WHAT YOU HAVE TO DO:
Return each line in the records below that includes "swan".

━━━━━ DATA SECTION ━━━━━

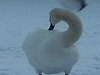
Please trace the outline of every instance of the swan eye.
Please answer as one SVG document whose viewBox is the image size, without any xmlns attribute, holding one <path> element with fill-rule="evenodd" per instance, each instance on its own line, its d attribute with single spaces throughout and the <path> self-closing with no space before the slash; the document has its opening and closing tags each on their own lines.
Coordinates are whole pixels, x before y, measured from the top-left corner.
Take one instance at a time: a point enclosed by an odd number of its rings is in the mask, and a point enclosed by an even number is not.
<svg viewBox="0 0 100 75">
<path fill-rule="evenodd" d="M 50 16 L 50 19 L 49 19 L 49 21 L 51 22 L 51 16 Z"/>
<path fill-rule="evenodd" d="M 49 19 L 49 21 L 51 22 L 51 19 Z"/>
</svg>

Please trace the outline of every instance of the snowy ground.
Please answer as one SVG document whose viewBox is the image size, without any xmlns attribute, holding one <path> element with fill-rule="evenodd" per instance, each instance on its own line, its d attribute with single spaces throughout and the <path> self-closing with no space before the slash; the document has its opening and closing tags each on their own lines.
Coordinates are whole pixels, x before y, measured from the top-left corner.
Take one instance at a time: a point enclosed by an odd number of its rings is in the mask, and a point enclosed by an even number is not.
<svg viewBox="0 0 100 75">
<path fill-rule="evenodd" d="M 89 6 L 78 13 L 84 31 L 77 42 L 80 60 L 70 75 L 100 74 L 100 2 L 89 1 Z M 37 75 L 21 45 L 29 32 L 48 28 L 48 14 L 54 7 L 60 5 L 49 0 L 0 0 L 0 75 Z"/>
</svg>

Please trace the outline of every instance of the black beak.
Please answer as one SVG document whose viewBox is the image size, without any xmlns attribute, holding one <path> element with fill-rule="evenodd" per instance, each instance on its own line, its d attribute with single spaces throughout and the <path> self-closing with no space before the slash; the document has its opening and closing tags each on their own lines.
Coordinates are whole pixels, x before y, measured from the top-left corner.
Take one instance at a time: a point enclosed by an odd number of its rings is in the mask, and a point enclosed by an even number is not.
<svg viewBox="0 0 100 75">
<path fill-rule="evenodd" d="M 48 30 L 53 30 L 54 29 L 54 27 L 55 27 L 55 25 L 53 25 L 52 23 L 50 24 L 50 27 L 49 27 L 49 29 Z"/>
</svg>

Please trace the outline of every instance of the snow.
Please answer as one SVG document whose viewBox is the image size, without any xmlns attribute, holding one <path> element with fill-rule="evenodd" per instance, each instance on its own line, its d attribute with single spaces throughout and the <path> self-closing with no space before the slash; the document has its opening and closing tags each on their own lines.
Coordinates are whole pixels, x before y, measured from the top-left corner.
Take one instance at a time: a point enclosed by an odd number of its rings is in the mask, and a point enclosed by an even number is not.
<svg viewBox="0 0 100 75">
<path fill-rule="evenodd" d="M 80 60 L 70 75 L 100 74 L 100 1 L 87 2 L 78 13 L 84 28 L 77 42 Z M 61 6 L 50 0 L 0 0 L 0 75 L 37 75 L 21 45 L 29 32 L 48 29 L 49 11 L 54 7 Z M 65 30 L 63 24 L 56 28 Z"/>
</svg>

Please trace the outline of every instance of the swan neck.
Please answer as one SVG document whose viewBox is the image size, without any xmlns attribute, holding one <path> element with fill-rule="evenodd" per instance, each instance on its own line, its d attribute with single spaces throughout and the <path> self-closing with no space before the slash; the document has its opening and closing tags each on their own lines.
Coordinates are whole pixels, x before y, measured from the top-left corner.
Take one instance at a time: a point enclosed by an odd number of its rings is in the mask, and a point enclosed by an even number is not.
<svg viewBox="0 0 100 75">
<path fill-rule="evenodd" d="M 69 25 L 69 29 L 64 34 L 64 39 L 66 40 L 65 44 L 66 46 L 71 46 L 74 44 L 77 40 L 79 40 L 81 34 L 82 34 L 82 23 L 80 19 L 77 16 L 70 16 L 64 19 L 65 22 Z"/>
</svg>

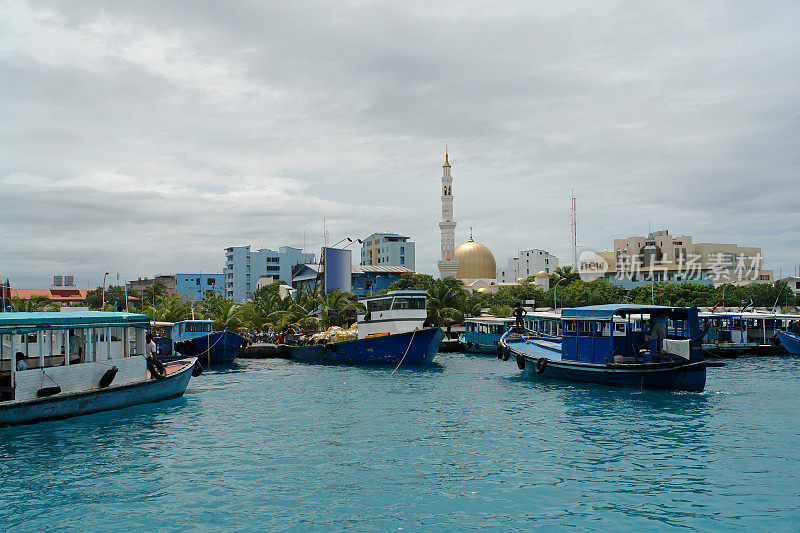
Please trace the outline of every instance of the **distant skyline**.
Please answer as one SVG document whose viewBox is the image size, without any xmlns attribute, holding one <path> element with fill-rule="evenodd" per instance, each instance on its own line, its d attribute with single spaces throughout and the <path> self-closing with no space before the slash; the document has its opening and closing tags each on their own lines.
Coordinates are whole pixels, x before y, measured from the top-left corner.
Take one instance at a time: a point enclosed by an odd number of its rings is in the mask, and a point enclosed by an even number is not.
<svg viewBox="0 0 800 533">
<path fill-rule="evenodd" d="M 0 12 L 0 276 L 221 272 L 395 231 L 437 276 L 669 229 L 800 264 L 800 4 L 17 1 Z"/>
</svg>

━━━━━

RESPONSE:
Please trace the outline of every instance of the swan eye.
Please trace the outline of every instance of the swan neck.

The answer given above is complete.